◆ Lista de tarefas
A: Na entrevista sobre o Rugby Clube de Montemor, reescreva em forma de lista o parágrafo que começa por "Falamos do Rugby Clube de Montemor", mantendo os factos principais.
B: Prossiga a entrevista sobre o Rugby Clube de Montemor a partir do ponto em que termina.

◆ Excerto do documento
========================================

Entrevista: Luís Torres (Rugby Clube Montemor)

No fim de mais uma época de rugby de 'quinze' português, quisemos neste artigo prestar uma justa homenagem a um emblema que desenvolveu um trabalho muito positivo em 2009/2010.
Falamos do Rugby Clube de Montemor, instituição referência do rugby alentejano, que conseguiu, após vários anos de domínio na 2ª Divisão Sénior, promover a sua equipa principal à 1ª Divisão do escalão, alcançando ainda progressos impressionantes nos restantes escalões, nomeadamente nos Sub18, que se sagraram campeões nacionais da 2ª Divisão.
Tivemos a oportunidade de falar com o Sr. Luís Torres, responsável pela comunicação do RC Montemor, e colocar-lhe algumas questões sobre o ano do emblema alentejano, abordando o presente e futuro do RCM e os principais momentos de uma temporada muito importante para os 'mouflons'. Desde já agradecemos ao Luís por responder às nossas perguntas e esperamos que o artigo seja do agrado dos nossos visitantes.


1 - Rugby Portugal: Antes de mais pode contar-nos um pouco sobre a sua ligação à modalidade e ao Rugby Clube de Montemor, sobre como começou e o levou até às responsabilidades que agora ocupa no emblema alentejano?

1 – Luís Torres: "A minha ligação à modalidade era praticamente inexistente, nunca pratiquei rugby e não me lembro de até há pouco tempo ter sequer assistido ao vivo a um jogo, Como habitualmente se diz sou “um paraquedista”, vim por influência da minha filha, Lena Torres, que começou a jogar muito nova e actualmente é treinadora, também aqui no RCM, comecei por lhe dar uma pequena ajuda nas deslocações que os miúdos faziam para os torneios.

========================================

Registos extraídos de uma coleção

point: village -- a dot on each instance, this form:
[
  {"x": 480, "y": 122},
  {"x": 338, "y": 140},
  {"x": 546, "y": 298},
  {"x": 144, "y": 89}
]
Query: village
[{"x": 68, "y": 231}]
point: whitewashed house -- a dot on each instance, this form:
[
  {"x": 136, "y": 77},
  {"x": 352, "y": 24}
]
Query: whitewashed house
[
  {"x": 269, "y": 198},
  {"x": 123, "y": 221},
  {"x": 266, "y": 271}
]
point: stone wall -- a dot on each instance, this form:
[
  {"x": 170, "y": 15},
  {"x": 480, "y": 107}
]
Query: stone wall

========================================

◆ Respostas às tarefas
A:
- O Rugby Clube de Montemor é uma instituição de referência do rugby alentejano.
- Depois de vários anos de domínio na 2ª Divisão Sénior, a equipa principal subiu à 1ª Divisão.
- O clube alcançou progressos impressionantes nos restantes escalões.
- Os Sub18 sagraram-se campeões nacionais da 2ª Divisão.

B:
Quando o ano passado o Presidente do Clube, o Dr. Paulo Xavier, convidou-me a ir frequentar o curso de director de equipa, promovido pela FPR, pensava eu que iria colaborar nos escalões mais jovens. Engano meu, pois algum tempo mais tarde, para grande surpresa minha, fui convidado para o cargo de director desportivo, com especial incidência nos seniores, cargo que actualmente desempenho. Pensei maduramente, consciente das minhas limitações, mas atendendo ao respeito e admiração que nutro pelo trabalho que um punhado de homens tem feito pelo clube e implicitamente pela minha terra, decidi aceitar, para também dar uma ajuda.
Felizmente, as coisas correram bem e estou muito orgulhoso de ter servido o RCM e agradecido a quem apostou num “estranho”, não apenas a direcção, mas também os jogadores, treinadores, fisioterapeutas, administrativos que colaboram connosco, todos foram incansáveis para me integrar."


2 - Rugby Portugal: O Campeonato Nacional da 2ª Divisão Sénior e Sub-18, a Taça Shield de Portugal nos seniores, a estreia oficial da Equipa Feminina e um crescimento sem paralelo nos escalões jovens foram apenas alguns dos marcos de um ano que aparenta ser o melhor da história do Rugby Clube de Montemor? Que mais nos pode dizer sobre a excelente temporada que este clube realizou em 2009/2010?
2 – Luís Torres: "Tudo o que se passou este ano, iria eventualmente acontecer, pois como já lhe disse, apesar de não ser sido praticante, acompanhava um pouco mais de longe, claro, a actividade do RCM, e sentia o pulsar desde clube. Lembro-me bem de o clube ter que descer de divisão por não ter campo relvado, de os jogos a disputar em Casa, durante anos, serem feitos a 60km de Montemor, e no entanto o clube resistiu, com os miúdos a treinarem nos jardins e nas ruas, tudo só foi possível porque se aliou a uma grande vontade um grande crer, sendo que com a conclusão das obras do Parque Desportivo acordamos finalmente do "pesadelo", lançámos mãos à obra e os frutos do trabalho começam agora a aparecer, esperando sinceramente que o crescimento se mantenha no futuro."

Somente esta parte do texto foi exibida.